§ **Dataset**
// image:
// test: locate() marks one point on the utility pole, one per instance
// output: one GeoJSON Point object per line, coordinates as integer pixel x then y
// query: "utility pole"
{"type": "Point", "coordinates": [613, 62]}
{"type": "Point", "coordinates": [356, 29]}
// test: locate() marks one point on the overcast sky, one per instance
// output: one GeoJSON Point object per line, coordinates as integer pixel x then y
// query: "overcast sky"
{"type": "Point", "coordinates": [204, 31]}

---

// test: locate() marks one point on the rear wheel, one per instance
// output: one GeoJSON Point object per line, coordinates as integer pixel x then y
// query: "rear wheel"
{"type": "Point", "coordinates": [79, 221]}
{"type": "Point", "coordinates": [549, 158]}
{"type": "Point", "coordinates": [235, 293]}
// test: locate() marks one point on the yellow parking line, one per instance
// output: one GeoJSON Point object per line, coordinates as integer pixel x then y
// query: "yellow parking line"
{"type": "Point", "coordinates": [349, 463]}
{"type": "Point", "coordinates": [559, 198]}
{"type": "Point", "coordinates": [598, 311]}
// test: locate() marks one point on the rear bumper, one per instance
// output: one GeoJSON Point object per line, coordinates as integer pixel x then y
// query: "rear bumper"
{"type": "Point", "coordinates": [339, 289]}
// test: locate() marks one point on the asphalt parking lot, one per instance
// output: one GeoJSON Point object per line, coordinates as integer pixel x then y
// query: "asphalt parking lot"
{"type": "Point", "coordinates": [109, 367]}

--

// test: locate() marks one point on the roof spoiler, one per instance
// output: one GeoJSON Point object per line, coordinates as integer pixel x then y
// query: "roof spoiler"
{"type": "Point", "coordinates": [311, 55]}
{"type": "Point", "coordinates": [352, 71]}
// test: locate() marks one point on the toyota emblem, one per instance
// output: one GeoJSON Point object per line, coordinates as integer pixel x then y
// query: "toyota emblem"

§ **Task brief**
Gather every row above that contains the string "instance" and copy each of those rows in full. Case counts when matching.

§ **Answer below**
// test: locate() marks one point on the utility pole, one per instance
// test: locate() marks one point on the overcast sky, one per instance
// test: locate() marks one point on the rear wheel, one per instance
// test: locate() marks one point on the yellow parking line, one per instance
// test: locate() marks one point on the rear bumper, one per instance
// test: locate() marks one point on the asphalt parking lot, one per instance
// test: locate() marks one point on the roof spoiler, one per instance
// test: locate() marks one point on the toyota emblem, one per instance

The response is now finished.